TEXT BLOCK>
_ _ _ _
I shall conclude with a word about the challenges and pitfalls that face investigators who undertake to write of the psychological dimensions of international conflict, indeed who choose to work in virtually any aspect of this field. There is to begin with the difficult methodological problem of finding a sound conceptual balance among the relevant insights of individual and group psychology in a field where realities are multilayered and compelling. But beyond this there are profound personal issues which are raised for the psychiatrist or psychologist who involves himself in the field of international relations.

He or she is not likely to become meaningfully involved unless there is some affinity with one or more of the ethnic groups involved in the conflict, unless the conflict matters personally at some level. Indeed membership in (or immediate descent from) one of the groups can facilitate an understanding of the psychology of that group and of its history and culture which it is not possible for someone outside of the culture to duplicate.
_ _ _ _
EXCERPTED DATA>
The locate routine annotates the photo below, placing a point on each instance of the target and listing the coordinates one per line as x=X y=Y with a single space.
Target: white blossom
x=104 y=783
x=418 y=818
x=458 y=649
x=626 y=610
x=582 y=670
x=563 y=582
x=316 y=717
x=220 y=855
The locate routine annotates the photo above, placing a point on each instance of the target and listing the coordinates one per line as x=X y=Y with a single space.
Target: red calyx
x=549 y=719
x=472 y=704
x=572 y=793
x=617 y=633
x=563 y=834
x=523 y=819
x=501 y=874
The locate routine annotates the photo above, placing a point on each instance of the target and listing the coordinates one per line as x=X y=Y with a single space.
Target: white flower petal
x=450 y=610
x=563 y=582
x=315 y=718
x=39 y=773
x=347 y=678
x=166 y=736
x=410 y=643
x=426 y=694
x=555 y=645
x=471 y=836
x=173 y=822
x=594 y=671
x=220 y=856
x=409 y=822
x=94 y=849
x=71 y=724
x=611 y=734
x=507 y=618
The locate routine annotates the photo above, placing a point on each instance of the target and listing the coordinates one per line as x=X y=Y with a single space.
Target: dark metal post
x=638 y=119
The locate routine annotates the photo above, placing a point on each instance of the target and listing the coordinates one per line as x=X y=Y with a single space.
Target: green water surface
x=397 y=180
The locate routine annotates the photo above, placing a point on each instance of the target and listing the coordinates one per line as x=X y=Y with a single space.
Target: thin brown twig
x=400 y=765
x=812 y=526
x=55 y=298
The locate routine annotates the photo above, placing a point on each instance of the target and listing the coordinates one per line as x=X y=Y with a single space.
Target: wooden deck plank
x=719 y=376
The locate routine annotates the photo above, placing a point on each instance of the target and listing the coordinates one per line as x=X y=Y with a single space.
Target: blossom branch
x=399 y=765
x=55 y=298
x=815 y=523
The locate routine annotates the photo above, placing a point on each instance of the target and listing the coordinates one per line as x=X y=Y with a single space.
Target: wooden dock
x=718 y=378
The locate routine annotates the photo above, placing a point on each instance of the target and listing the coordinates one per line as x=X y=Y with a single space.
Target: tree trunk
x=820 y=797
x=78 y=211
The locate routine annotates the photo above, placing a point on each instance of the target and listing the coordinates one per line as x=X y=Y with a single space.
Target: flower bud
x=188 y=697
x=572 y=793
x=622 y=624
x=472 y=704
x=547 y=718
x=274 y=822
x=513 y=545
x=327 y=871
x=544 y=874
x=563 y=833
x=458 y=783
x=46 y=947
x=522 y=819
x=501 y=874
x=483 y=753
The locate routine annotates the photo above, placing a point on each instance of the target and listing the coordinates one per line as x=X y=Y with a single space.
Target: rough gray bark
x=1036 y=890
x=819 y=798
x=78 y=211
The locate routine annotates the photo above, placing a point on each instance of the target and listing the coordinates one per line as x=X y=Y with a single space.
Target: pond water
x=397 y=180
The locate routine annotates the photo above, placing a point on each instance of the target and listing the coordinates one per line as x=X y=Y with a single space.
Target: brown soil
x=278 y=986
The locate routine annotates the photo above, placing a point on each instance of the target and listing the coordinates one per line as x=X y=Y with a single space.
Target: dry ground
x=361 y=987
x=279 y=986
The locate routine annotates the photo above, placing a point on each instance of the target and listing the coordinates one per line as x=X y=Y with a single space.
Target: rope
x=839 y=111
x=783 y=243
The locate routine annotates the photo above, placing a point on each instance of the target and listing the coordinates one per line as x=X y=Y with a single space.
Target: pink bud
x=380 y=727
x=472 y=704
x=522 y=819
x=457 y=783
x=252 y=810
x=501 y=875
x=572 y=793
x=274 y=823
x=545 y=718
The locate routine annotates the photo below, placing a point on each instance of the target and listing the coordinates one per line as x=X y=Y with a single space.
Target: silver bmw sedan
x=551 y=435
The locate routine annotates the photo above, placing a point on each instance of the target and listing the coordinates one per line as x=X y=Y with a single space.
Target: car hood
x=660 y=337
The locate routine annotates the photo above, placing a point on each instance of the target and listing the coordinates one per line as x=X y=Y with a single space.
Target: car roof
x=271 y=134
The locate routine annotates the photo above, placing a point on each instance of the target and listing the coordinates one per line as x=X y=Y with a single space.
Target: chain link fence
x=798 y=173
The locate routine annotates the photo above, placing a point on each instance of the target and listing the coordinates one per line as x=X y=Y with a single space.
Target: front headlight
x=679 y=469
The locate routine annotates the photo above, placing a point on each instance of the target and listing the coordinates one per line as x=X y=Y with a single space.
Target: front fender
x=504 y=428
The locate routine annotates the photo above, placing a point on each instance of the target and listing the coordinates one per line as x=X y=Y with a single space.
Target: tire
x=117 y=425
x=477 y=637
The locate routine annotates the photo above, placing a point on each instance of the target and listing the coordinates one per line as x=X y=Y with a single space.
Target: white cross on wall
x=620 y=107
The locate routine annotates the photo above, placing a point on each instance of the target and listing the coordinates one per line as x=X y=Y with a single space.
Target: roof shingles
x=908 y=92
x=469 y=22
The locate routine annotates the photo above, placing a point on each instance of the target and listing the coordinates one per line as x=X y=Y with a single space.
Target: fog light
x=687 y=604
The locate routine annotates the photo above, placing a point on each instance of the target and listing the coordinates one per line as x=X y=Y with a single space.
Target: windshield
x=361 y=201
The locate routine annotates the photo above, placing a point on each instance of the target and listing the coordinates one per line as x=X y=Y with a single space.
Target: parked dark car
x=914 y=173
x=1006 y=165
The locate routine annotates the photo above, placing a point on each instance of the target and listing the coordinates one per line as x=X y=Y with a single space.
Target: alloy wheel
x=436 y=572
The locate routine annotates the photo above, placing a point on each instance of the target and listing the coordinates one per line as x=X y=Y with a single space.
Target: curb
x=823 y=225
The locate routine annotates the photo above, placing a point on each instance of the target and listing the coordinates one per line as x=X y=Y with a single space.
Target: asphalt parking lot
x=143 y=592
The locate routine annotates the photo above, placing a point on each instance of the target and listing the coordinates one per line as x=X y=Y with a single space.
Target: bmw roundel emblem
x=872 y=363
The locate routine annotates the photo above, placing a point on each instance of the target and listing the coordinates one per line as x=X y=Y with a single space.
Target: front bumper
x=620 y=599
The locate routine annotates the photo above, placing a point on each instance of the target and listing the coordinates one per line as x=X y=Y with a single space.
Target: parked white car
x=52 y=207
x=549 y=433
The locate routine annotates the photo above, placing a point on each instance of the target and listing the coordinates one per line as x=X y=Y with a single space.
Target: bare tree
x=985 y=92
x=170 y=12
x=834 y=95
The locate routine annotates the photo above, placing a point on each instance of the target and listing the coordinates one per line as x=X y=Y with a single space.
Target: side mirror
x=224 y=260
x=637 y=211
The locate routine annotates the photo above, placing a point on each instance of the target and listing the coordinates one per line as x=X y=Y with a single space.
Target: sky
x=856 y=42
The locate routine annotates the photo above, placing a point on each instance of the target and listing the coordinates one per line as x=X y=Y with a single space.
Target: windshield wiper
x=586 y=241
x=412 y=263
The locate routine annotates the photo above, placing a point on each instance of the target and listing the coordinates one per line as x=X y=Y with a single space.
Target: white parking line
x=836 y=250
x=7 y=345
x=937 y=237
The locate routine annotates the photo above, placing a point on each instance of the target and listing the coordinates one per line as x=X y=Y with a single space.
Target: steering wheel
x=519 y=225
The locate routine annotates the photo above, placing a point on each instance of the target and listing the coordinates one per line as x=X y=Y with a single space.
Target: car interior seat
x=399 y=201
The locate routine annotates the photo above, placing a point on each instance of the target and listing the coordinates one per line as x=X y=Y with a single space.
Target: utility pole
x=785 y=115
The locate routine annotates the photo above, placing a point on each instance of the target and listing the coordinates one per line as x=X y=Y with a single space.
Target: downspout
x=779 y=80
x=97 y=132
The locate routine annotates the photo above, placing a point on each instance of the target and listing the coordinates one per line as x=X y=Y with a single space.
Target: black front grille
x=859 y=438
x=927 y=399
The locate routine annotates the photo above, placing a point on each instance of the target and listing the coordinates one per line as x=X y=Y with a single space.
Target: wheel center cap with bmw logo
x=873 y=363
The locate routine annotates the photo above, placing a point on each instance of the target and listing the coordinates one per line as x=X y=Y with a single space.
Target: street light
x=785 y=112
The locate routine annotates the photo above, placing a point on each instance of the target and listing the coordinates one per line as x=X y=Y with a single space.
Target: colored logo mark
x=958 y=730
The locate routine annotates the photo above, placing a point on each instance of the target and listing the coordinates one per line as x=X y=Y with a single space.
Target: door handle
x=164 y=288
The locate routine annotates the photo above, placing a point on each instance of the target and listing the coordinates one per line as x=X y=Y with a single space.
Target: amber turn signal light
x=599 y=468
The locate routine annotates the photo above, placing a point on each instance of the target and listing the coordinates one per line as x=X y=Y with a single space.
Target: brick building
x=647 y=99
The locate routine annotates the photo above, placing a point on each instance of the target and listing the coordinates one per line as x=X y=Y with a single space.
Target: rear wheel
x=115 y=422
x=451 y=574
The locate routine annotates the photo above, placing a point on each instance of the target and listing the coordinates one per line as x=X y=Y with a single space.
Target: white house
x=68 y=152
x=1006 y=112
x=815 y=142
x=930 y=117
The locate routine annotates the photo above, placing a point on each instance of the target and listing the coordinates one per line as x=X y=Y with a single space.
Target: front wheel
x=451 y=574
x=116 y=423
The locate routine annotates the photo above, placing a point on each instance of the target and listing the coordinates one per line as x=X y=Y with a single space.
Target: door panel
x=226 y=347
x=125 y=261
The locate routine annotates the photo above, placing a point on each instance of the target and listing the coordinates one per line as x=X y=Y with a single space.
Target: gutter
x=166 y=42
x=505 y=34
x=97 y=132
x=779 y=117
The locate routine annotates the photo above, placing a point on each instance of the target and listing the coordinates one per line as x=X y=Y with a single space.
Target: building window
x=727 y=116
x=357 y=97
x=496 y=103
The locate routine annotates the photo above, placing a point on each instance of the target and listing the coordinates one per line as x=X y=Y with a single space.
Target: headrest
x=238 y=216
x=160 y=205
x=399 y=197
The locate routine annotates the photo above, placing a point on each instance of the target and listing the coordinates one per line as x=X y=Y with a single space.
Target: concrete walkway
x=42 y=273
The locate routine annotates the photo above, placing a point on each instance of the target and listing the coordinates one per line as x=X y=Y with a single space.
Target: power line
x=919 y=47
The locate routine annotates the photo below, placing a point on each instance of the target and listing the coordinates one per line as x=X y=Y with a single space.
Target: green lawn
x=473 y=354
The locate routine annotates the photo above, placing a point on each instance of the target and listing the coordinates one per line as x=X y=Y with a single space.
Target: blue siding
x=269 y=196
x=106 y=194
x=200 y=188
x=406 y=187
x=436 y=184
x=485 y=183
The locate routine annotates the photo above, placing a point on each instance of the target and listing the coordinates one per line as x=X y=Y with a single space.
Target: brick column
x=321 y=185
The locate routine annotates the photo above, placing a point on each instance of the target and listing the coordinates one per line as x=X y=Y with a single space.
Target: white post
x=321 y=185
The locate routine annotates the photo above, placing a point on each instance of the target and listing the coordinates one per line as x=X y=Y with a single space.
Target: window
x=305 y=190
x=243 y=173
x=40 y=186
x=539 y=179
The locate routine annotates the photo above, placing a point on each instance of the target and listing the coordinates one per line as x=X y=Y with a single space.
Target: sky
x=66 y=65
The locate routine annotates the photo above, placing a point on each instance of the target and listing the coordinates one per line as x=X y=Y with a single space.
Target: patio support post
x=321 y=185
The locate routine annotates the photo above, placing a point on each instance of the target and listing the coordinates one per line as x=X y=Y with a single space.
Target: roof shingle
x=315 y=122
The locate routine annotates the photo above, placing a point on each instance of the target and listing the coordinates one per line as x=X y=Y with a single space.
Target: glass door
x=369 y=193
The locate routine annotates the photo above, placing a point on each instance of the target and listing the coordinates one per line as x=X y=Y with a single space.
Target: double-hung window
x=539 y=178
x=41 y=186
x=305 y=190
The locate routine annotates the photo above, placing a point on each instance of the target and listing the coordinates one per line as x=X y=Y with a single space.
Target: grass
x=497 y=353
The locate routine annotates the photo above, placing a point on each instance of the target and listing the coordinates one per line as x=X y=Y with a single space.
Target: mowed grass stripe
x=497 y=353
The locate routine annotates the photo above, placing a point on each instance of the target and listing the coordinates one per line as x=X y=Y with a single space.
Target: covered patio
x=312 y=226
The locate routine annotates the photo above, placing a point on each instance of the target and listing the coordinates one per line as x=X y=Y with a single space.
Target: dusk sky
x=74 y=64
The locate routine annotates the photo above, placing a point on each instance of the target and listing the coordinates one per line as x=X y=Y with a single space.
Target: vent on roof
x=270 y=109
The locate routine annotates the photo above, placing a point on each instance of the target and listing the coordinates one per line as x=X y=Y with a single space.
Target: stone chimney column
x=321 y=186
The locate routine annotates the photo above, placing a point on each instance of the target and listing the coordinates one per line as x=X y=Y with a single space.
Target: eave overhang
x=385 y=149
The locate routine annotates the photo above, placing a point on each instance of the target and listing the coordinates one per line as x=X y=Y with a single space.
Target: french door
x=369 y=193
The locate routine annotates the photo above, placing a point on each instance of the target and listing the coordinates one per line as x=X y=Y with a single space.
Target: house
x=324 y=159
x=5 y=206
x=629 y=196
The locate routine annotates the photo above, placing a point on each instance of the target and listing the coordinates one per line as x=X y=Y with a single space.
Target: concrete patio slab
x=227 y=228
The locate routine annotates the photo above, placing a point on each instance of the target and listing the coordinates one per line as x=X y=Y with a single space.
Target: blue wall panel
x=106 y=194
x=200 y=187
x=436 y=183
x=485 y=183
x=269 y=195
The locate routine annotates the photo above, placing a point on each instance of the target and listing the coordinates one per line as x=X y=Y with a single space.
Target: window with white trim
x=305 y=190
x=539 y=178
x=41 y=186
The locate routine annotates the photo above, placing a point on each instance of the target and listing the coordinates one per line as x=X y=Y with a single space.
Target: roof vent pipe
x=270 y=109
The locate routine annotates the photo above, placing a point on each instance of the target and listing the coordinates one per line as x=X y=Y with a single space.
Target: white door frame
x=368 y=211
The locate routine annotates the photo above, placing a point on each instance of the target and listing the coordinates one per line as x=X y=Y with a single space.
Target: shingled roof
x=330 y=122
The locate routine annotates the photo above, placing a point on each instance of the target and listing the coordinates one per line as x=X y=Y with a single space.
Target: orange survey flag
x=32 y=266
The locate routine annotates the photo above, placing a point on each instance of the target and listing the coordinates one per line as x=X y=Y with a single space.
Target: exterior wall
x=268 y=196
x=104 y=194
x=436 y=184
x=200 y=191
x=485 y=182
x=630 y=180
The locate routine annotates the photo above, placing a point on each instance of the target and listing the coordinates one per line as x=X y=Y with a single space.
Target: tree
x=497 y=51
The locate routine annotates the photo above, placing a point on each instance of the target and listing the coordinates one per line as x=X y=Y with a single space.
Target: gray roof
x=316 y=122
_ _ _ _
INSTRUCTIONS FOR THE TASK> Resume the passage on the psychological dimensions of international conflict, starting right after its last sentence. The lines above play no part in what comes next.

OUTPUT FOR THIS TASK>
Searching challenges to one's personal identity are inevitably encountered in doing this work. "Who are you?" and "where do you stand?" are questions frequently encountered from those one meets in the course of an investigation in a foreign culture. These questions become much more than the cliches they often can be in a social or even a clinical context. Profound questions arise concerning the legitimacy of one's motives for being "involved." Old uncertainties about one's origins and historical being are evoked that invite a great deal of personal self-examination or reexamination. Too deep an identification with the sufferings and national- istic aspirations of one party in a conflict may make it extremely difficult for the psychologist to retain the objectivity and detachment necessary for this work. The investigator becomes in some sense like the German sociologist George Simmel's "stranger," the marginal man, "at once near and remote, both at home and ill at ease in 'his' community," hence possessing "that rare quality, objectivity, a quality that those who really belong in a group are too deeply engaged to develop."* It is certainly advantageous for the investigator who is a member or descendant of one of the protagonists to have achieved some distance from the conflict, to have lived for sufficient time in another culture to have obtained considerable objectivity and perspective.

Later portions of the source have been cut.